====== Material provided ======
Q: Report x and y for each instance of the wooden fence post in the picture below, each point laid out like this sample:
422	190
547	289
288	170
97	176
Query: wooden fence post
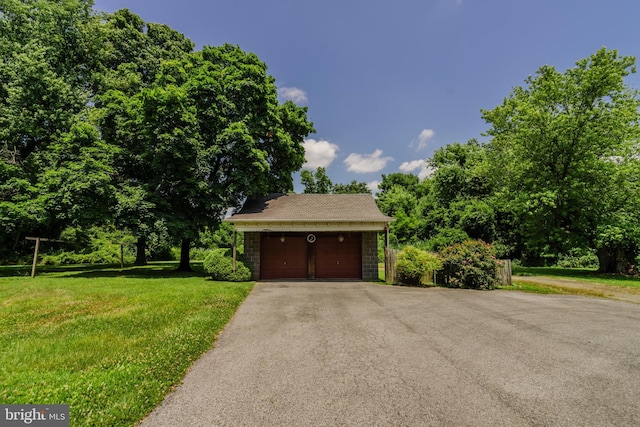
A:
35	258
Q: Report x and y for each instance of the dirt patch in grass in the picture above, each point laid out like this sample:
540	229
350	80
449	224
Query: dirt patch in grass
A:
583	288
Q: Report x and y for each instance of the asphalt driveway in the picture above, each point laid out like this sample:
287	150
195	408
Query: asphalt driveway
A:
353	353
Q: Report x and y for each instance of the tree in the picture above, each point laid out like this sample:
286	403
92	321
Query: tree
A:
556	152
206	134
48	59
316	183
131	56
354	187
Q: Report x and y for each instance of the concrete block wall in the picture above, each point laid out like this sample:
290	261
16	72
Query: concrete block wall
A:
252	253
370	255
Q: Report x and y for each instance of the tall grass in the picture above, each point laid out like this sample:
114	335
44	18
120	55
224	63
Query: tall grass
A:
110	343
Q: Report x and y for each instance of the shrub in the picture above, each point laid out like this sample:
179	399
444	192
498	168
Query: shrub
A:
471	264
578	258
414	263
219	264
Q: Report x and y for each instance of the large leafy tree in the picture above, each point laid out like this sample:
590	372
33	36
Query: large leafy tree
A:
316	182
132	52
206	134
50	160
557	150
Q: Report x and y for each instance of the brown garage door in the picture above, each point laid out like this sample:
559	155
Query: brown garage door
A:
283	260
339	256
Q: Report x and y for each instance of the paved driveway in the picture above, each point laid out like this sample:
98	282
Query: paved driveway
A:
352	353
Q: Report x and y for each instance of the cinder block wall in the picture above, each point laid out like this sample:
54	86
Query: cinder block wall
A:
370	255
252	253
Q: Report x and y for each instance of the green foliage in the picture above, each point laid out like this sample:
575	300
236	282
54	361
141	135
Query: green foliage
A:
219	264
471	264
413	264
354	187
578	258
316	182
94	245
560	153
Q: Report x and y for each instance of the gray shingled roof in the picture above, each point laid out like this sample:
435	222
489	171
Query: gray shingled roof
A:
311	207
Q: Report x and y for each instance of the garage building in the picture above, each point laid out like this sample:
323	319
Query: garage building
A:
311	236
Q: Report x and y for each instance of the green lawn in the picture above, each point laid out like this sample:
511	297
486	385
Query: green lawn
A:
579	275
108	342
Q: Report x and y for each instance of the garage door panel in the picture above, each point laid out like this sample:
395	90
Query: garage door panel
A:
283	259
336	259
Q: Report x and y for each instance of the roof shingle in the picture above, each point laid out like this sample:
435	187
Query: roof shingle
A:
311	207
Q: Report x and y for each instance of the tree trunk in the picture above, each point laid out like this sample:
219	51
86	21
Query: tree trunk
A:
141	249
184	255
616	260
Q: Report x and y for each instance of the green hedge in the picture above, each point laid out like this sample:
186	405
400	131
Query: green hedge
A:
219	263
471	264
413	264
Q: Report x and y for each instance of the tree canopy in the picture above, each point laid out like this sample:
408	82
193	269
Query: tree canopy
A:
106	118
561	150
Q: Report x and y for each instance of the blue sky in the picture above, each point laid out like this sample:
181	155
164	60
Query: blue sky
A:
388	82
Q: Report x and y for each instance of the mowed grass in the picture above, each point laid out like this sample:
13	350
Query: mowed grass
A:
580	275
110	343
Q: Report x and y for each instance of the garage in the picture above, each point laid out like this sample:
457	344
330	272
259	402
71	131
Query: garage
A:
283	256
311	236
339	256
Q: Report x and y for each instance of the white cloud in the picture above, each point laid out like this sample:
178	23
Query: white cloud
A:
413	165
318	153
293	93
423	139
365	163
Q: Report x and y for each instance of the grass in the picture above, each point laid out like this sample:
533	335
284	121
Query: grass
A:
110	343
579	275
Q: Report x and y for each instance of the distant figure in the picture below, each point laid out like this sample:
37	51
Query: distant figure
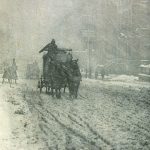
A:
7	75
96	74
14	71
103	73
51	48
69	57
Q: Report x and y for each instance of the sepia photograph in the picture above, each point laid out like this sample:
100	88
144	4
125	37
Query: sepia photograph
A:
74	74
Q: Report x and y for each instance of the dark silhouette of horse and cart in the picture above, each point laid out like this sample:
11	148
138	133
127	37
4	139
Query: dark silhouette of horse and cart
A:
10	73
59	71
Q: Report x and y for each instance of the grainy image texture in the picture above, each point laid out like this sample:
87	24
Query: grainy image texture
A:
74	74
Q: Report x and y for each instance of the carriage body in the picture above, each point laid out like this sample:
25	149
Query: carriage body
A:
57	71
32	71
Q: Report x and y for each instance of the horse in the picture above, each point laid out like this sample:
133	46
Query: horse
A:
58	79
73	78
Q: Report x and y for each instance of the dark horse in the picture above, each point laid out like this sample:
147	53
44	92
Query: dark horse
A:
58	79
73	78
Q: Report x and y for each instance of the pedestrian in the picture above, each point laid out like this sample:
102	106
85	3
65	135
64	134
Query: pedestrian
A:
103	72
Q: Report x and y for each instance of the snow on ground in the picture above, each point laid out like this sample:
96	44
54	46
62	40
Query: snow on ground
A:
107	115
17	130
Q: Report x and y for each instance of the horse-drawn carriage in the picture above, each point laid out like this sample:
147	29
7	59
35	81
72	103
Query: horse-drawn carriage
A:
60	71
32	71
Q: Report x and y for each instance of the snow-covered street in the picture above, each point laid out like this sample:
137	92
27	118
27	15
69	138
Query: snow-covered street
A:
107	115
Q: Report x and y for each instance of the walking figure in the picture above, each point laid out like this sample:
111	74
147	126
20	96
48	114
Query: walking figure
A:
14	71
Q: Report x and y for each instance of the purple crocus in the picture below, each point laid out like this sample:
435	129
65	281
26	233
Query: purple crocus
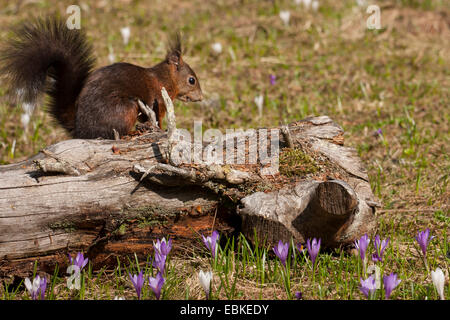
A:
368	286
281	250
156	284
37	288
211	242
390	282
313	248
380	246
138	282
272	78
163	246
159	262
362	245
423	238
79	260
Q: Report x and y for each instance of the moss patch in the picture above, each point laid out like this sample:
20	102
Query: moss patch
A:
294	162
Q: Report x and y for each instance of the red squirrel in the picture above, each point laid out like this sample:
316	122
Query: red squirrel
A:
90	104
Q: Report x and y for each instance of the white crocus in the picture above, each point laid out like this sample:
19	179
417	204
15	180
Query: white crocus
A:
285	16
205	279
361	3
125	34
259	100
217	48
438	280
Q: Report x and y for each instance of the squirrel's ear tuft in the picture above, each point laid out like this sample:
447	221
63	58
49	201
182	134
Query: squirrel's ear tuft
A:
175	50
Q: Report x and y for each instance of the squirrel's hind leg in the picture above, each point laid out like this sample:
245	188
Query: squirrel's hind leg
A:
120	116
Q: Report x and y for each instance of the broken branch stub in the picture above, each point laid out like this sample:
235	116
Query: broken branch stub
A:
114	198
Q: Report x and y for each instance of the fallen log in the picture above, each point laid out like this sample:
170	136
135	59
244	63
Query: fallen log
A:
113	198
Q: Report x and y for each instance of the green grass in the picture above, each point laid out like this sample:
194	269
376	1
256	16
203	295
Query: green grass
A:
241	270
395	79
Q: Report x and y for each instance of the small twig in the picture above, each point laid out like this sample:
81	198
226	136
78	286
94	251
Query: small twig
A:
148	112
287	136
171	123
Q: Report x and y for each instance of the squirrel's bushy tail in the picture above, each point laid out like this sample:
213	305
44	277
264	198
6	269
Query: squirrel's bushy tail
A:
47	50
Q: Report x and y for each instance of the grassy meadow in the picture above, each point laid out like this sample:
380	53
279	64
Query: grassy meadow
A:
388	88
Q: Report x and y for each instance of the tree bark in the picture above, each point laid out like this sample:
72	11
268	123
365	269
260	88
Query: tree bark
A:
113	198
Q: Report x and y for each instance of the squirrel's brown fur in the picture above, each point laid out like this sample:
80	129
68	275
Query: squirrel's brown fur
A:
90	104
======
* **Given instruction**:
Set down, word for word, only the lines running from the line with "the white crocus" to the last line of the listing above. Both of those lines belong in your answer.

* **Problem solution**:
Q: Report x and y for each instance of the white crocus in the picture above, each point laid out like this sample:
19	179
417	204
15	180
Query: white crocus
A:
285	16
205	279
361	3
125	34
259	100
217	48
438	280
Q: Report x and y for each instance of the squirrel's ear tuft in the picture above, each point laid out like this sample:
447	221
63	58
49	201
182	134
Query: squirrel's ear tuft
A:
175	50
Q: Report x and y for each instance of the squirrel's hind leg in the picture above, each point laid out like this sample:
245	188
Query: squirrel's hind leg
A:
120	116
Q: Report x and y for each instance of the broken branch stub in the picture above, each point laid out like this sample:
235	116
Query: broken branch stub
A:
114	198
Q: Report x and y for each instance of the fallen log in the picture above, each point laid out like this sample:
170	136
135	59
244	63
Query: fallen log
A:
113	198
Q: Report x and y for each instance of the green grass in the picture above, each point laid out like this sample:
194	269
376	1
256	16
203	295
Query: green grass
A:
241	270
395	79
Q: Report x and y for each instance of the small twig in the picture above, each point laid out like this sample:
81	198
226	136
78	286
94	251
Query: small twig
A:
148	112
287	136
171	123
Q: Report x and y for each instance of the squirrel's bushy tail in the picture above, each point laid out like this sample:
213	305
44	277
264	198
6	269
Query: squirrel's bushy tail
A:
47	50
Q: Report x and y for each instance of the grassy meadow in the picture above, each point laid out like this sample:
380	53
279	64
Query: grassy meadow
A:
388	88
Q: Report x and y for each instance of the tree bark in the picture above, each point laid out like this sample:
72	11
268	123
365	269
260	88
Query: tree bark
A:
113	198
Q: Report x and y for each instance of the squirrel's brown fur in the picture above, each point laid out like this sample:
80	129
68	275
Query: squirrel's brown fur
A:
90	104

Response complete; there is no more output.